**Prompt:** Find every line in the rows below that contains the word "roof" and copy each one out.

**Source data:**

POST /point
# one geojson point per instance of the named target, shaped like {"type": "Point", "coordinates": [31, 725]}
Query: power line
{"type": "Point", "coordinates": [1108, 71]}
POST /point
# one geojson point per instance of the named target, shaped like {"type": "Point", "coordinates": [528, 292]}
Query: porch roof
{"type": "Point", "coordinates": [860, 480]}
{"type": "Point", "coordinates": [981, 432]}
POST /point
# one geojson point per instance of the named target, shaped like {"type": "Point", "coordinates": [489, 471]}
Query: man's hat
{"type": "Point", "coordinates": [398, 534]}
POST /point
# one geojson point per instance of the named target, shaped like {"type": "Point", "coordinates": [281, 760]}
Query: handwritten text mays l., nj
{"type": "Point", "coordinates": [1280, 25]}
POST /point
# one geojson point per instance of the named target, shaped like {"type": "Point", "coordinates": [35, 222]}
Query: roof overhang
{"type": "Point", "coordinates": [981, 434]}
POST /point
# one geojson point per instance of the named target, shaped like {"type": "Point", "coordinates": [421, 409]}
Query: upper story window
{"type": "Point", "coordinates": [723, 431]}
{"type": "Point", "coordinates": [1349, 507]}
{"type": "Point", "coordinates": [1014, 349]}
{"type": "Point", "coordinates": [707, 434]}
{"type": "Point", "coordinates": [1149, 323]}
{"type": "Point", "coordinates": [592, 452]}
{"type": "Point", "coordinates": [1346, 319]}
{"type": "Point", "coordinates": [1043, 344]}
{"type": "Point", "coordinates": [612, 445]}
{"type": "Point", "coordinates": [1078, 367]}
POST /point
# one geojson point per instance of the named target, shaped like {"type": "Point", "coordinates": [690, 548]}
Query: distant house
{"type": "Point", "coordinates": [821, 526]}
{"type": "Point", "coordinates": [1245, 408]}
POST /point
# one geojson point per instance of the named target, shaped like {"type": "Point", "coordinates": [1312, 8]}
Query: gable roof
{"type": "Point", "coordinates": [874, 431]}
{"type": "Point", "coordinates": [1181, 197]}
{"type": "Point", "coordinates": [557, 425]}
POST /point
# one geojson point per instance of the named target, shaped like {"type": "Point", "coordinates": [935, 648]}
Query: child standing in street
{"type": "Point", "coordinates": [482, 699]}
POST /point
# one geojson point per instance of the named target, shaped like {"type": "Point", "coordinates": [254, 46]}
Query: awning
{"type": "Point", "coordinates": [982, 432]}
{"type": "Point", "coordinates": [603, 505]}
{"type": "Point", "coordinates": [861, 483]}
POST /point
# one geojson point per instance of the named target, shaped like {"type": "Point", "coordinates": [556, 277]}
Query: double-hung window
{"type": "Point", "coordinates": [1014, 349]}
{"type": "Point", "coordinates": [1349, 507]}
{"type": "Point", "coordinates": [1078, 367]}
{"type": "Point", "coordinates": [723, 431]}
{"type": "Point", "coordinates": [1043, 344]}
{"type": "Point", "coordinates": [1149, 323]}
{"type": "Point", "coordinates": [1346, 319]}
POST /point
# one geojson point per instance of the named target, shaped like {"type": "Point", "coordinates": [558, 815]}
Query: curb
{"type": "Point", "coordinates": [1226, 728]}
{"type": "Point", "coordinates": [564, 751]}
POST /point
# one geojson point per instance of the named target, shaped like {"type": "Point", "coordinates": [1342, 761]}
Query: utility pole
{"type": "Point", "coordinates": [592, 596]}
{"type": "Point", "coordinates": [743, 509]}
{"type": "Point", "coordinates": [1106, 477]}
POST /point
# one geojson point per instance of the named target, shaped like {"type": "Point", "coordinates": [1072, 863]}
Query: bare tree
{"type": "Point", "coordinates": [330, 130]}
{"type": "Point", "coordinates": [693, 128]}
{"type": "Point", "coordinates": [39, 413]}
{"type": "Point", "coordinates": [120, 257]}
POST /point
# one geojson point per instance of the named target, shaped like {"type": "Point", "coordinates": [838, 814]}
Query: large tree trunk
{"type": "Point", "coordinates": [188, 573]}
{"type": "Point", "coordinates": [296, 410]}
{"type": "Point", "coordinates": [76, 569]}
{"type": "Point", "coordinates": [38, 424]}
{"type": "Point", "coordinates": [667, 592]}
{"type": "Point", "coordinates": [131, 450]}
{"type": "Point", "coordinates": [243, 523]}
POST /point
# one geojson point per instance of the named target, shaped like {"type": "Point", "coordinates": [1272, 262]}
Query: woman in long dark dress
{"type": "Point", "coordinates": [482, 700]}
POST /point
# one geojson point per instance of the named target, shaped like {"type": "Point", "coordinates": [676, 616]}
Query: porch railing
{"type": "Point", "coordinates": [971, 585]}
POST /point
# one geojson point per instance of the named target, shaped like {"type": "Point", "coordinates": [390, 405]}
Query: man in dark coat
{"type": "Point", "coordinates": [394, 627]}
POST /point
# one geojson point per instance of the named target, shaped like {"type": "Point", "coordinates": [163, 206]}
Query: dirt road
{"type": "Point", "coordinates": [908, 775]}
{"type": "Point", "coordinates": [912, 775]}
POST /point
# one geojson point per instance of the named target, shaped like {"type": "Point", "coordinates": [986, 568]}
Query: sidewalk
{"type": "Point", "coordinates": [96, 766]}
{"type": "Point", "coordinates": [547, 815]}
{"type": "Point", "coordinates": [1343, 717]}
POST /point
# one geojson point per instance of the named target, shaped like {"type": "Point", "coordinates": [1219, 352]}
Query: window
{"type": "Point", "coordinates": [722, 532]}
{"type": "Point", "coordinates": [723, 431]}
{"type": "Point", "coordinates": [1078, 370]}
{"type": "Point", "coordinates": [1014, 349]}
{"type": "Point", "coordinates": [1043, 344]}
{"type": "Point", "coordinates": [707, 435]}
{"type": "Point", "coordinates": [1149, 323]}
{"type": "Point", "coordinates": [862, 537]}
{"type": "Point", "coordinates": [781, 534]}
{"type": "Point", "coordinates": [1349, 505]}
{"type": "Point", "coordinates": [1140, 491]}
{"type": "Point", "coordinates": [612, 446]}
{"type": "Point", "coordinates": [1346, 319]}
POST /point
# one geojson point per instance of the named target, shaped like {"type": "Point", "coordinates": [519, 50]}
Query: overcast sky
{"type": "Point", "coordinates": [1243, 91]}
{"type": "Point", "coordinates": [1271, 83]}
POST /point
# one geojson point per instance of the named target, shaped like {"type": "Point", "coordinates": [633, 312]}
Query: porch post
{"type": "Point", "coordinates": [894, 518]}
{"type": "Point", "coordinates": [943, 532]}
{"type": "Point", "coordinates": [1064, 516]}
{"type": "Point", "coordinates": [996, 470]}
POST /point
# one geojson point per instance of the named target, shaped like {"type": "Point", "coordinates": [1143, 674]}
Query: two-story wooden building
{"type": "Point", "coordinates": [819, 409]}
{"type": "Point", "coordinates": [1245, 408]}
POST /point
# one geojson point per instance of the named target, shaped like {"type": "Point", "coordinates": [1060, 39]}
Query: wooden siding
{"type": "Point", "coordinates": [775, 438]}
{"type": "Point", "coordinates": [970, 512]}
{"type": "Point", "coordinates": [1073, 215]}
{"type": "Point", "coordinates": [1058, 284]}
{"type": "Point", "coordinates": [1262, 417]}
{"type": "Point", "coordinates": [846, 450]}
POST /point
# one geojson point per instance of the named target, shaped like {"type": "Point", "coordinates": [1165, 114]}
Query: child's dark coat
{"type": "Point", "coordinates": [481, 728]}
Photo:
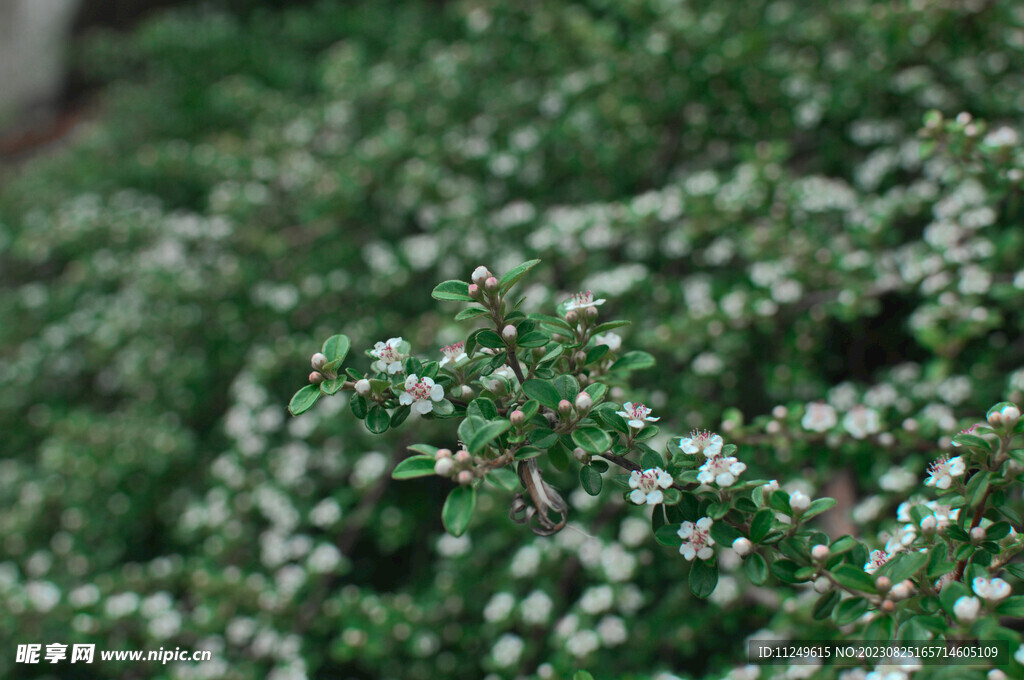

**Solution for this problem:**
Query: porch roof
Query: roof overhang
Query: gable roof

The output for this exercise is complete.